- TEXTO DADO
No es fácil ver el modo en el que la miseria se hace fuerte e indestructible. Y menos en una ciudad de tamaño medio como A Coruña, con un pasado lejano de éxito en sus políticas sociales. De forma sistemática, la izquierda se desgañita en proponer avances y la derecha esgrime un delirio autorreferencial de caridad. No es fácil pero es posible.

A Coruña, desde hace algo más de cuatro años, se ha visto colonizada por esa "costumbre" que tienen los sin techo de dormir en los cajeros automáticos de los bancos (una ironía macabra, sin duda). Una ronda nocturna por cualquier barrio, nos permite apreciar esa exhibición de neón y orín al lado de la cual pasamos sin querer molestar ni ser molestados, no vaya a ser que se nos menee algo. Nosotros arriba del portal, ellos abajo y bien iluminados; como en el zoo. De momento, ese campamento virtual que se levanta a las ocho de la mañana, parece estar controlado. Se trata simplemente de mugre y pobreza, repartida de manera democrática y sin solución a partir de las once de la noche; en cada cajero automático, en cada contenedor. Nada preocupante.

- MATERIAL PROPORCIONADO

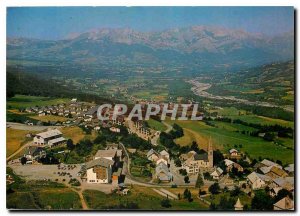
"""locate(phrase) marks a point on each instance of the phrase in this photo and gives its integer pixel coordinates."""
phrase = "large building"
(99, 171)
(192, 161)
(49, 138)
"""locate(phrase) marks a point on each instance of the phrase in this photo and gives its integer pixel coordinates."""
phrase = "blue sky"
(58, 22)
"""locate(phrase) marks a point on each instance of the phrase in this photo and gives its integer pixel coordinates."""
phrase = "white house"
(257, 181)
(99, 171)
(50, 138)
(233, 152)
(110, 154)
(165, 154)
(162, 160)
(217, 173)
(152, 155)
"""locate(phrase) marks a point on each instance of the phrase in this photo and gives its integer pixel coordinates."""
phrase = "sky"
(59, 22)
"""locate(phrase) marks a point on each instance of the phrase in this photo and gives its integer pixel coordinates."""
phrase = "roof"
(265, 169)
(92, 111)
(33, 150)
(151, 152)
(228, 162)
(161, 167)
(57, 140)
(164, 153)
(99, 162)
(232, 150)
(289, 168)
(203, 156)
(118, 172)
(269, 163)
(49, 133)
(238, 204)
(276, 170)
(287, 182)
(106, 153)
(255, 176)
(285, 203)
(217, 172)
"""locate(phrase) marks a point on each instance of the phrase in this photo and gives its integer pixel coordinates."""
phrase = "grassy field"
(15, 139)
(244, 198)
(40, 195)
(234, 113)
(226, 139)
(190, 136)
(156, 125)
(144, 197)
(23, 101)
(49, 118)
(76, 134)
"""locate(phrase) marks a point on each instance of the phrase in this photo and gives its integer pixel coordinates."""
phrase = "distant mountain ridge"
(198, 45)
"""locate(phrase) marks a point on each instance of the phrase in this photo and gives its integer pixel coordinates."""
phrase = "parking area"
(59, 173)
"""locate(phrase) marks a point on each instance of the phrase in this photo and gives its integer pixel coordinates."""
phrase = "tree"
(183, 172)
(218, 156)
(262, 201)
(283, 193)
(186, 179)
(214, 188)
(70, 144)
(23, 160)
(177, 162)
(199, 181)
(165, 203)
(269, 136)
(236, 191)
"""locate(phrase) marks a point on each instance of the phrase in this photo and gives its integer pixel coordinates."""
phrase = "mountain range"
(202, 46)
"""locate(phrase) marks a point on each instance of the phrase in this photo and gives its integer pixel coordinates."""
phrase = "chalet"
(238, 205)
(112, 146)
(286, 183)
(115, 129)
(162, 160)
(285, 203)
(165, 154)
(217, 174)
(41, 113)
(276, 172)
(50, 138)
(92, 112)
(99, 171)
(33, 153)
(152, 155)
(191, 166)
(257, 181)
(289, 168)
(162, 173)
(233, 152)
(110, 154)
(230, 164)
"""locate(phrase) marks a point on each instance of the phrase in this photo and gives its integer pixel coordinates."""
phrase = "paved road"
(19, 150)
(169, 127)
(82, 200)
(20, 126)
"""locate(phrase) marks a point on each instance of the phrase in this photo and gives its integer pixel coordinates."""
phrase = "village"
(110, 168)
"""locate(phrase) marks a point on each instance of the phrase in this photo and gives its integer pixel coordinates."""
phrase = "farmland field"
(76, 134)
(41, 195)
(47, 118)
(145, 198)
(15, 139)
(23, 101)
(225, 139)
(156, 125)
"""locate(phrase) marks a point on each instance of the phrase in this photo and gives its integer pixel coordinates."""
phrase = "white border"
(7, 3)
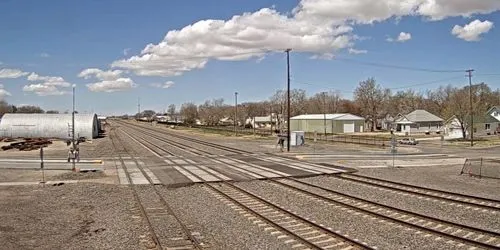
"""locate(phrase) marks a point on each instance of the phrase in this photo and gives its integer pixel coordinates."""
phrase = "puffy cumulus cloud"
(109, 81)
(240, 38)
(100, 74)
(3, 93)
(441, 9)
(164, 85)
(357, 51)
(115, 85)
(472, 31)
(320, 27)
(46, 85)
(369, 11)
(402, 37)
(12, 73)
(43, 89)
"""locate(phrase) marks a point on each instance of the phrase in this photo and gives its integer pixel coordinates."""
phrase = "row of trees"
(370, 100)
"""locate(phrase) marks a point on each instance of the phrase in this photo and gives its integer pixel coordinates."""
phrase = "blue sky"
(61, 39)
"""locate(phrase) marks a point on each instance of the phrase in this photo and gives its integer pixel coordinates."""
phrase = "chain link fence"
(482, 167)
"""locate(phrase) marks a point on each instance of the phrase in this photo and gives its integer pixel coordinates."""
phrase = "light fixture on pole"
(235, 112)
(73, 130)
(288, 99)
(471, 109)
(324, 111)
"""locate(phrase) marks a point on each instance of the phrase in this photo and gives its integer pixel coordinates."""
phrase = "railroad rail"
(186, 138)
(153, 206)
(467, 235)
(469, 200)
(307, 233)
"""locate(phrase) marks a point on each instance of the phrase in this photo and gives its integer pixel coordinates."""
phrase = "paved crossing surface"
(178, 170)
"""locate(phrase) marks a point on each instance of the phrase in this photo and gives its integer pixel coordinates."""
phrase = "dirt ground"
(70, 216)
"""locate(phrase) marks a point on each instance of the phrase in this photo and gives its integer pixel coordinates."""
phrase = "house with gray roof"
(329, 123)
(419, 121)
(488, 123)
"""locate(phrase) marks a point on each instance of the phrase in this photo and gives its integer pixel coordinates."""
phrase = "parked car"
(408, 141)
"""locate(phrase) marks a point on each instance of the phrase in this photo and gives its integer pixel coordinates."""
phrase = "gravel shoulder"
(436, 209)
(439, 177)
(71, 216)
(219, 226)
(373, 232)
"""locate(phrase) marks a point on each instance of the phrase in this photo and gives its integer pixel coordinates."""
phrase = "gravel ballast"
(218, 225)
(373, 232)
(70, 216)
(470, 217)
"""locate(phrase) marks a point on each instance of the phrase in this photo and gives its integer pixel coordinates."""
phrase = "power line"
(393, 88)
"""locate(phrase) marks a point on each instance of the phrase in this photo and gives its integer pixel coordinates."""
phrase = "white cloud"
(126, 51)
(3, 93)
(472, 31)
(164, 85)
(402, 37)
(119, 84)
(43, 89)
(357, 52)
(109, 81)
(321, 27)
(12, 73)
(100, 74)
(47, 85)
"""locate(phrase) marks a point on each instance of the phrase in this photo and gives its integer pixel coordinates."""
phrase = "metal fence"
(351, 139)
(239, 130)
(482, 167)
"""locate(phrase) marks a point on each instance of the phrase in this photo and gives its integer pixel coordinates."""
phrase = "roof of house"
(262, 118)
(420, 115)
(337, 117)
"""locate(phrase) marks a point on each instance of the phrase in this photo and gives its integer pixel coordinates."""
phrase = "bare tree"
(189, 112)
(371, 99)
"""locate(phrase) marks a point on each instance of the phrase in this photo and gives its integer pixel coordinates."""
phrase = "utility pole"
(471, 108)
(73, 130)
(235, 112)
(288, 99)
(324, 111)
(138, 108)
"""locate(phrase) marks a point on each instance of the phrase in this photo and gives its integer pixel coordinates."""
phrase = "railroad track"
(458, 234)
(157, 213)
(186, 138)
(299, 232)
(487, 205)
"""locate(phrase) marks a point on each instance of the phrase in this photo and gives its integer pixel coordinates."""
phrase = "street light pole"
(471, 109)
(324, 111)
(288, 99)
(73, 130)
(235, 111)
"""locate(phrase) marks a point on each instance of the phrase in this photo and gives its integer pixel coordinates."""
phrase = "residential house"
(331, 123)
(419, 121)
(489, 123)
(452, 128)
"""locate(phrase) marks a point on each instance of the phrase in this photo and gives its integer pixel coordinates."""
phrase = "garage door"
(349, 127)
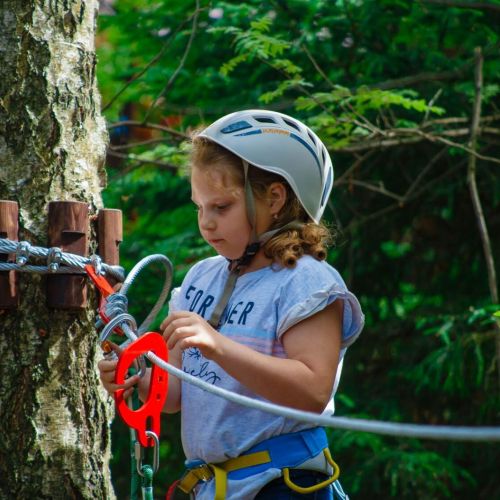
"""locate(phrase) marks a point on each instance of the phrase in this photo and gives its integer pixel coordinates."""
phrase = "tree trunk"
(54, 438)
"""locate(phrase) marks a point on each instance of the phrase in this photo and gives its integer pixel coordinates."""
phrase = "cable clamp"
(96, 263)
(54, 258)
(22, 253)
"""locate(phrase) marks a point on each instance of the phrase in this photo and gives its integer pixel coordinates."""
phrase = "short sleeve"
(312, 289)
(174, 302)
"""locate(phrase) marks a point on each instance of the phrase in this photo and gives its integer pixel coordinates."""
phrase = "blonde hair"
(288, 246)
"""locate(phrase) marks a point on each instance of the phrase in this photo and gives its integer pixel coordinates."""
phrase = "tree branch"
(155, 126)
(153, 61)
(476, 201)
(144, 161)
(181, 63)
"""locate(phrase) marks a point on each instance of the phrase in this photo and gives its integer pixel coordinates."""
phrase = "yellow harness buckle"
(316, 487)
(205, 472)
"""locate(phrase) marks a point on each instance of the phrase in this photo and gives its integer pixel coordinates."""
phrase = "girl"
(267, 318)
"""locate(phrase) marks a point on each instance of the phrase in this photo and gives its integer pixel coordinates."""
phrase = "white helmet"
(281, 144)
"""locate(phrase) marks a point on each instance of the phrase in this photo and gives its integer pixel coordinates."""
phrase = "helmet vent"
(264, 119)
(323, 155)
(236, 126)
(312, 138)
(291, 124)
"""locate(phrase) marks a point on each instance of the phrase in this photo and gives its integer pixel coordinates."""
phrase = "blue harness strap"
(284, 452)
(287, 450)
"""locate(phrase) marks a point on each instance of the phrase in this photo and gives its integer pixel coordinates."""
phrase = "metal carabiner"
(139, 453)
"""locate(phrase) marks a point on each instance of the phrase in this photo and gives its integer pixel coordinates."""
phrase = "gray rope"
(132, 275)
(436, 432)
(74, 264)
(58, 262)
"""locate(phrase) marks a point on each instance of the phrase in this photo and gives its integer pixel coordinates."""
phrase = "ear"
(276, 196)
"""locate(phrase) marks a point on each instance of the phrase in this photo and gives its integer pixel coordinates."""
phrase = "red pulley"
(147, 417)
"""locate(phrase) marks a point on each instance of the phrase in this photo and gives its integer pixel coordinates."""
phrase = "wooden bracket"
(68, 230)
(109, 235)
(9, 212)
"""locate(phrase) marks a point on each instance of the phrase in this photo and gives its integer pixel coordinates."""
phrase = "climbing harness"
(284, 452)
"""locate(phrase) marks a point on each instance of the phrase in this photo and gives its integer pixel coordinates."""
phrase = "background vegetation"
(405, 95)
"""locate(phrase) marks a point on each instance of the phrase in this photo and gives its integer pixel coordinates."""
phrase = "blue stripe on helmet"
(252, 132)
(304, 143)
(327, 186)
(234, 127)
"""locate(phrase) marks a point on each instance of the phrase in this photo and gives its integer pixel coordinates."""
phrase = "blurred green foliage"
(389, 86)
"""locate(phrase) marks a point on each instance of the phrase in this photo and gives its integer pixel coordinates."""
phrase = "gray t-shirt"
(264, 305)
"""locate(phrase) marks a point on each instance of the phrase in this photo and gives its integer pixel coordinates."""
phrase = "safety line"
(58, 262)
(74, 263)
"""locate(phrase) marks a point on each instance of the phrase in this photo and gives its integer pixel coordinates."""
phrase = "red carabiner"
(147, 417)
(99, 281)
(105, 289)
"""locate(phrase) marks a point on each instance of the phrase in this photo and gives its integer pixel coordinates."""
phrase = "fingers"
(176, 316)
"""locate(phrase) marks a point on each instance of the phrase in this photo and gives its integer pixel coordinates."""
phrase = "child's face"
(222, 216)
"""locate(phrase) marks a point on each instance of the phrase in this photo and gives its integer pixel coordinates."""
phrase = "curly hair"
(286, 247)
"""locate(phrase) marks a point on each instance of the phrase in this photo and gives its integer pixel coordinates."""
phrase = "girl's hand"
(183, 329)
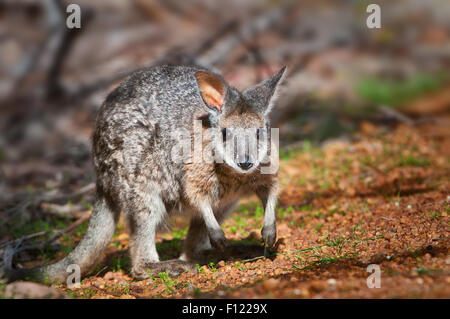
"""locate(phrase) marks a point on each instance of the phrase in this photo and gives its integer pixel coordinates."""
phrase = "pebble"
(332, 281)
(109, 275)
(271, 284)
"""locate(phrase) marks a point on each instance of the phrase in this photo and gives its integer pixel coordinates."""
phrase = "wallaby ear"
(262, 95)
(212, 89)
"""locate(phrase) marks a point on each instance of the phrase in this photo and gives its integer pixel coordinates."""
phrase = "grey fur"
(132, 146)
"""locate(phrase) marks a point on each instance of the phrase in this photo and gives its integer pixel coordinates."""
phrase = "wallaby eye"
(226, 134)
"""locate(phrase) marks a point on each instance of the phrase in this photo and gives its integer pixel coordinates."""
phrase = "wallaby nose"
(246, 164)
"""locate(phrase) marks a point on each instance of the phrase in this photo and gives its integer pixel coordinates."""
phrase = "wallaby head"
(239, 120)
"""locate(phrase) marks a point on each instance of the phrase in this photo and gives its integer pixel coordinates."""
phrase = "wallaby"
(139, 175)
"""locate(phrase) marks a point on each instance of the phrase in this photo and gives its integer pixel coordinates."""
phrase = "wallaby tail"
(101, 228)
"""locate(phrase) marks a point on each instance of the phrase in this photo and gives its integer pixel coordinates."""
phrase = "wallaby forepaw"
(217, 239)
(269, 235)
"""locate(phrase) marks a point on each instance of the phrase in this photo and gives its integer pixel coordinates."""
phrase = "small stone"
(271, 284)
(332, 281)
(109, 275)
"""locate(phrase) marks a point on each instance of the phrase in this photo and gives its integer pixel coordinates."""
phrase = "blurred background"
(342, 76)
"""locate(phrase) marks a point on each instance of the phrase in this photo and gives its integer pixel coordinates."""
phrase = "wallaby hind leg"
(143, 221)
(197, 246)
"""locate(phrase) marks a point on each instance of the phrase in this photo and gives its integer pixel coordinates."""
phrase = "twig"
(396, 115)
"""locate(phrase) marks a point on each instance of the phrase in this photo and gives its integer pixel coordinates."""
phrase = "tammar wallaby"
(138, 175)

- TAREA 1
Escribe sin cambios el fragmento del texto sobre los sin techo en A Coruña que empieza con "A Coruña, desde" y sigue hasta "contenedor. Nada preocupante.".
- TAREA 2
Redacta la continuación del texto sobre los sin techo en A Coruña a partir de su última oración.

- RESPUESTA ESPERADA 1
A Coruña, desde hace algo más de cuatro años, se ha visto colonizada por esa "costumbre" que tienen los sin techo de dormir en los cajeros automáticos de los bancos (una ironía macabra, sin duda). Una ronda nocturna por cualquier barrio, nos permite apreciar esa exhibición de neón y orín al lado de la cual pasamos sin querer molestar ni ser molestados, no vaya a ser que se nos menee algo. Nosotros arriba del portal, ellos abajo y bien iluminados; como en el zoo. De momento, ese campamento virtual que se levanta a las ocho de la mañana, parece estar controlado. Se trata simplemente de mugre y pobreza, repartida de manera democrática y sin solución a partir de las once de la noche; en cada cajero automático, en cada contenedor. Nada preocupante.

- RESPUESTA ESPERADA 2
Los últimos coletazos de las políticas sociales del pasado, sustentan de manera endeble un sistema que está a punto de derrumbarse. Y con él se desmoronan las intenciones de una nueva izquierda que se cree salvadora pero ignorante de los mecanismos de regeneración social. Y se alimenta esa falsa receta de hacer el bien, propia de los conservadores. La miseria no es solo patrimonio de los que ya son pobres; la miseria es la amenaza más cruel y silenciosa que depara el futuro.

Entre tanto, quienes la han padecido la relatan con pelos y señales a los postres de una comida de domingo, del mismo modo que diseccionan una victoria en el mus. Quienes ven cómo se va quebrando su presente, se resisten a reconocer un futuro nada halagador. Los que se inician a la vida adulta, bastante tienen con cumplir alguno de los objetivos para los que fueron educados. Y los que nunca la han padecido ni conocido, no le otorgan el grado de relevancia.

Es muy mala la miseria, muy mala. Una enfermedad de lazareto. Como a esos tuberculosos de posguerra que salían en desbandada a solazarse cuando los demás ya nos íbamos a comer. Quien crea que podemos solucionar esta pandemia arrimándola hacia el confín de la ciudad, en lugar de usar una estrategia de conjunto y cooperación sostenible, se equivoca. Y quien no la gestione como una enfermedad social a la que hay que eliminar con precisión quirúrgica, sin melodramas ni golpes de pecho, camina lejos de conseguirlo.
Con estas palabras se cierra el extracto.